## Start

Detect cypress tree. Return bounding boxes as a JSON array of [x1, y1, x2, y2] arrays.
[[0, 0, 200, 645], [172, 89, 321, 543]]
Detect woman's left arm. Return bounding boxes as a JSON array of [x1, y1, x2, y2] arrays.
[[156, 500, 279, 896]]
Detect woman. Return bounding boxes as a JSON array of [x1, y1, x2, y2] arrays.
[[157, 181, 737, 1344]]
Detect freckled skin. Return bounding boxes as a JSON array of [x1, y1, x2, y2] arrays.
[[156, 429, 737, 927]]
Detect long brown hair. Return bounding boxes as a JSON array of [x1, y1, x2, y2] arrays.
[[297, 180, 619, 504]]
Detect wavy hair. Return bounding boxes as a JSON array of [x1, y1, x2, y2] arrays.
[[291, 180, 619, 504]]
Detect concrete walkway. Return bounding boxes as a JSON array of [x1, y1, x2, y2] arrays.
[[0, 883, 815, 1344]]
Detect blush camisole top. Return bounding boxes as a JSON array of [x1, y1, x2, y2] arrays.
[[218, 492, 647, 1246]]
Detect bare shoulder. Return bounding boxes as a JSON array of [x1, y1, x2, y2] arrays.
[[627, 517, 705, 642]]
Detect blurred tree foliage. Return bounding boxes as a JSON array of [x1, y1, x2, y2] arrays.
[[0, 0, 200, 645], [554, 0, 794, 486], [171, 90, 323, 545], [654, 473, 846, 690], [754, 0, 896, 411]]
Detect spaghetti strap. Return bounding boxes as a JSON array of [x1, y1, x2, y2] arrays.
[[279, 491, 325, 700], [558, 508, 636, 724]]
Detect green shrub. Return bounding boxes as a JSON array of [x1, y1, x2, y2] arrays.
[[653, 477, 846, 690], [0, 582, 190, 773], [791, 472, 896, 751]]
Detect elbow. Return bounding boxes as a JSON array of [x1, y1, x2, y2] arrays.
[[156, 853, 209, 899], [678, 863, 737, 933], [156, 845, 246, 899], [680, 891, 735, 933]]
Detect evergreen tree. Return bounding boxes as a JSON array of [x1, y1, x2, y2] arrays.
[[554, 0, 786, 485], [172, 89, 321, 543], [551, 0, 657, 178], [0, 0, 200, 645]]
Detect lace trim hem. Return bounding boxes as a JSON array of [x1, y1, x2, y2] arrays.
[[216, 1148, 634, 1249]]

## End

* **The task**:
Give every line of the records above as a numbered list, leaving out the blank lines.

* **Finished task**:
1. Detect cypress tree. Return bounding boxes as a JSON array of [x1, y1, x2, y2] arrays.
2. [[0, 0, 200, 645], [172, 89, 321, 543]]
3. Detect woman's left arm. Return bounding boxes as a JSON array of [x1, y1, x2, y2] arrays.
4. [[156, 500, 279, 896]]
5. Detect woman. Return bounding boxes as a JSON array of [x1, y1, x2, y2] arrays.
6. [[157, 181, 737, 1344]]
7. Detect freckled skin. Return bounding boxes as a JSON array of [x1, y1, x2, y2] arrays.
8. [[156, 429, 737, 927]]
9. Detect long brown hair. Return bounding boxes as a JSON array of [x1, y1, x2, y2] arrays.
10. [[297, 180, 619, 504]]
11. Detect wavy hair. Return bounding boxes as a JSON array of [x1, y1, x2, y2] arrays.
12. [[291, 180, 619, 504]]
13. Detect concrete walkway. Return bounding boxes as a JSON array of [x1, y1, x2, y2] arrays.
14. [[0, 883, 815, 1344]]
15. Detect blush camisole top. Return bounding boxes as a JSON array of [x1, y1, x2, y2] arrays.
16. [[218, 492, 647, 1246]]
17. Detect bare shoulder. Return bounding boxes as a JSON array of [x1, y1, x2, y2] arrays.
18. [[627, 517, 705, 642]]
19. Detect blurred tree foliage. Return bounding boxes as a JSON array of [x1, y1, x2, y2] arrays.
20. [[0, 0, 200, 645], [554, 0, 794, 486], [171, 90, 323, 545], [654, 473, 846, 690], [754, 0, 896, 411]]
21. Detect spaghetti strap. Return bounding boxes as a JSON array of [x1, y1, x2, y2] arrays.
22. [[279, 491, 325, 700], [558, 508, 636, 724]]
23. Detect green shrub. Return bounding boxes as a JSON array of [x1, y1, x2, y2] arrays.
24. [[653, 477, 846, 690], [0, 582, 190, 773], [791, 472, 896, 751]]
25. Detect elbow. Return bounding boxes as a JSON array of [x1, y1, x2, y2] arrays.
26. [[156, 853, 209, 899], [678, 863, 737, 933], [156, 845, 246, 899], [680, 891, 735, 933]]
27. Detect evergreen tree. Return bounding boxes as a JSON array of [x1, y1, x2, y2] arrays.
28. [[554, 0, 786, 485], [172, 89, 321, 543], [551, 0, 657, 178], [0, 0, 200, 645]]
29. Detect lace trim hem. Return bounding boxes as a JSON array of [x1, y1, x2, y2] arrays.
30. [[216, 1148, 634, 1249]]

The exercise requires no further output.